* **ИСХОДНЫЙ ТЕКСТ**
-*-

Это не совсем то, что мы понимаем обычно под юмором, это не имеет никакого отношения к логике, здравому смыслу. Соблазнительно было бы сравнить воздействие его текста — в противоположность юмору, головному, логически объяснимому — с воздействием механическим, тактильным, вроде щекотки. Но это было бы несправедливо по отношению к писателю, это было бы равносильно обвинению в некоторой нечестности творческого метода, в отсутствии настоящей интеллектуальной авторской работы... Достаточно уже обвиняли Зощенко в смехачестве и зубоскальстве. Все гораздо сложнее. Не углубляясь в теоретические подробности, отметим сразу: его юмор практически невозможно пересказать, перевести. Преподаватель русского языка для иностранцев может использовать рассказы Зощенко как лакмусовую бумажку — студент-немец или американец действительно хорошо знает русский язык, если он воспринимает юмор Зощенко.

-*-

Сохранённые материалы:
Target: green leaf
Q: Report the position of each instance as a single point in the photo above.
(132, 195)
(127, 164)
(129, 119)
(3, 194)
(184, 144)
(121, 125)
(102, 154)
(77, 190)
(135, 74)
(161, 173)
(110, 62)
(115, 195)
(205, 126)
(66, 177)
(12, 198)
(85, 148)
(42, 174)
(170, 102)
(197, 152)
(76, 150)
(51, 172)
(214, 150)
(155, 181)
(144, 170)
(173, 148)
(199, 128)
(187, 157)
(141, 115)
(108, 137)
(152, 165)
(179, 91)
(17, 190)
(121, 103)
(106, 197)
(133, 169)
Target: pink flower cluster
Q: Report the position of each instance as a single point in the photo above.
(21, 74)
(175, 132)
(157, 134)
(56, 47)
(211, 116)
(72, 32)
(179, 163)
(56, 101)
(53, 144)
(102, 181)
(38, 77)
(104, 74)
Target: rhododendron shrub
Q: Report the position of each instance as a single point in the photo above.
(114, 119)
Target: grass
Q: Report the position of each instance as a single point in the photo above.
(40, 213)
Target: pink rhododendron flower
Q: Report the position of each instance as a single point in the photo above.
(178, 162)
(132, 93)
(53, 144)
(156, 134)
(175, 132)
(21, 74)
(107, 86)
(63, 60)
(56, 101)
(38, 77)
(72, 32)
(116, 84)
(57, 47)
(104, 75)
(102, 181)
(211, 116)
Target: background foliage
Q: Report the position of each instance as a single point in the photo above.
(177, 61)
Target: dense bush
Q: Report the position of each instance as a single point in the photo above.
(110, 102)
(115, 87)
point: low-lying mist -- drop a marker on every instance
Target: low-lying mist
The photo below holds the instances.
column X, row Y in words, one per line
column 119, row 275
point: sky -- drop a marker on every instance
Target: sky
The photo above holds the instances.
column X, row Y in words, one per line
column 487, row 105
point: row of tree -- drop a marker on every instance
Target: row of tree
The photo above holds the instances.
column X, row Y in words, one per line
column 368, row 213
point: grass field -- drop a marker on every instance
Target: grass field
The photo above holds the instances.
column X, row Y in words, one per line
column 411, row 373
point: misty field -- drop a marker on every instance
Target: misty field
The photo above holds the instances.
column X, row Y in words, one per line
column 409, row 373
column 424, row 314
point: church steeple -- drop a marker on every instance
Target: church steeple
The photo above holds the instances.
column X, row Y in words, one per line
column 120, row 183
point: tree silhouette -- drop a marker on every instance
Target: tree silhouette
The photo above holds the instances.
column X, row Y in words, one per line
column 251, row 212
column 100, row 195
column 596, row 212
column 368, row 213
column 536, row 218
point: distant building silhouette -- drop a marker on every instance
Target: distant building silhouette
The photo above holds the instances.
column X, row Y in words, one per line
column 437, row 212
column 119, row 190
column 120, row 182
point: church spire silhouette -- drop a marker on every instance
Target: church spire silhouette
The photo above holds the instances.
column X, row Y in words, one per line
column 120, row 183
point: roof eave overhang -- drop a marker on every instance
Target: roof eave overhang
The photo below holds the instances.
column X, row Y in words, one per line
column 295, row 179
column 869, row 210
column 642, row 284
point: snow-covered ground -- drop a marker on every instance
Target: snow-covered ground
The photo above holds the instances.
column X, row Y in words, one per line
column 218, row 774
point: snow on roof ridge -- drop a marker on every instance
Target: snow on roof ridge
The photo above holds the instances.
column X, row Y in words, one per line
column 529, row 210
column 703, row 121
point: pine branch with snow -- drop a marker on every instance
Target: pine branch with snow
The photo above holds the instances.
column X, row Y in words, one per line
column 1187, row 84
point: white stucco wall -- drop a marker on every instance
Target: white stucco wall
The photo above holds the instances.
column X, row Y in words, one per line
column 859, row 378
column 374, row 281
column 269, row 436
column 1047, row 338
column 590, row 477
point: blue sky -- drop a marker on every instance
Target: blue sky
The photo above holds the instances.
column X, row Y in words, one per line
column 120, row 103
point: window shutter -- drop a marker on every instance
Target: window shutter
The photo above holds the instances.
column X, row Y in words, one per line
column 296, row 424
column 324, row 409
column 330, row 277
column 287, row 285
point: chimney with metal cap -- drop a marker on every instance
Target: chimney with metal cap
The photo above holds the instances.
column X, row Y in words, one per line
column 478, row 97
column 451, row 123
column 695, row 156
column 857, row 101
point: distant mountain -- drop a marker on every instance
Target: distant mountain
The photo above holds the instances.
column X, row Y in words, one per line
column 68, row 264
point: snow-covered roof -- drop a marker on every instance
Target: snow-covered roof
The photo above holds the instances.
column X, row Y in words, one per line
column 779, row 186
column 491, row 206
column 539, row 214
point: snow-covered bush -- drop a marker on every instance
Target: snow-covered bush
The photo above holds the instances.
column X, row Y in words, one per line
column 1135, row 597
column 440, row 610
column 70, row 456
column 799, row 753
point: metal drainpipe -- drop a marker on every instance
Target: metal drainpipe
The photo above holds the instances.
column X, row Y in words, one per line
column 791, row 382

-*-

* **ЗАДАНИЕ 1**
Ответьте на вопросы по тексту о юморе Зощенко:
(а) С каким воздействием соблазнительно было бы сравнить воздействие текста писателя?
(б) В чём Зощенко уже достаточно обвиняли?
(в) Как преподаватель русского языка для иностранцев может использовать рассказы Зощенко?
* **ЗАДАНИЕ 2**
Пожалуйста, выпишите без изменений фрагмент текста о юморе Зощенко, который открывается словами, содержащими «Это не совсем», и закрывается словами «воспринимает юмор Зощенко.».

* **ОЖИДАЕМЫЙ ОТВЕТ 1**
(а) С воздействием механическим, тактильным, вроде щекотки.
(б) В смехачестве и зубоскальстве.
(в) Как лакмусовую бумажку.

* **ОЖИДАЕМЫЙ ОТВЕТ 2**
Это не совсем то, что мы понимаем обычно под юмором, это не имеет никакого отношения к логике, здравому смыслу. Соблазнительно было бы сравнить воздействие его текста — в противоположность юмору, головному, логически объяснимому — с воздействием механическим, тактильным, вроде щекотки. Но это было бы несправедливо по отношению к писателю, это было бы равносильно обвинению в некоторой нечестности творческого метода, в отсутствии настоящей интеллектуальной авторской работы... Достаточно уже обвиняли Зощенко в смехачестве и зубоскальстве. Все гораздо сложнее. Не углубляясь в теоретические подробности, отметим сразу: его юмор практически невозможно пересказать, перевести. Преподаватель русского языка для иностранцев может использовать рассказы Зощенко как лакмусовую бумажку — студент-немец или американец действительно хорошо знает русский язык, если он воспринимает юмор Зощенко.